## SET TASK
Copy all of the rows below without changing anything, but leave out the pictures.

## DATA PROVIDED

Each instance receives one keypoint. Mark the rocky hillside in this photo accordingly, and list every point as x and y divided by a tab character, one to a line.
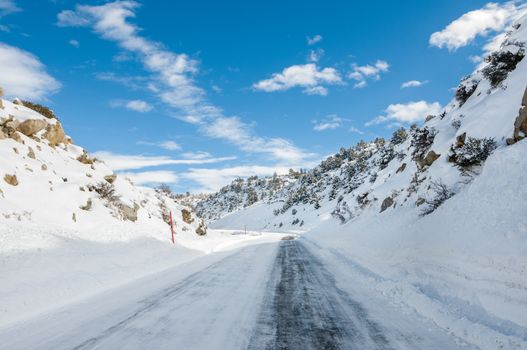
417	169
46	179
242	193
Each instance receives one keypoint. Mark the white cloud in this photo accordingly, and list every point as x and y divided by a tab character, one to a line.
152	177
23	75
313	40
307	76
356	130
196	155
212	180
462	31
328	123
74	43
315	55
413	83
133	105
127	162
362	74
170	145
172	74
411	112
7	7
139	106
171	77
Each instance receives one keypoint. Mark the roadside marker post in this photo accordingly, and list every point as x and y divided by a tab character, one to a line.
172	228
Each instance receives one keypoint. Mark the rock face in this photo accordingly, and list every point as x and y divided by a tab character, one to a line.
32	126
401	168
111	178
186	216
55	134
84	158
128	213
428	160
201	230
520	124
386	203
11	179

## THE RESULT
Each instance receives one keypoint. Mark the rocky hillside in this photo accordingly, and list every point as x and y divided by a tab character, one to a line.
417	169
46	179
242	193
Each instance receives one keypoint. Mark the white cloud in this photo accordingly, and list every point as x and y divided by a tab character, one to a line.
152	177
23	75
313	40
307	76
356	130
196	155
212	180
462	31
328	123
74	43
315	55
413	83
133	105
127	162
362	74
170	145
172	74
411	112
7	7
139	106
171	77
Each instance receives one keypoint. Mark the roadside marker post in this photo accordingly, and list every point as x and y divided by a tab character, one to a line.
172	228
Each instance receives one keypoint. Mark the rock face in this photo accordingly, and list every point as x and y divided by a tab character, one to a line.
32	126
401	168
111	178
186	216
55	134
84	158
128	213
428	160
201	230
520	124
386	203
11	179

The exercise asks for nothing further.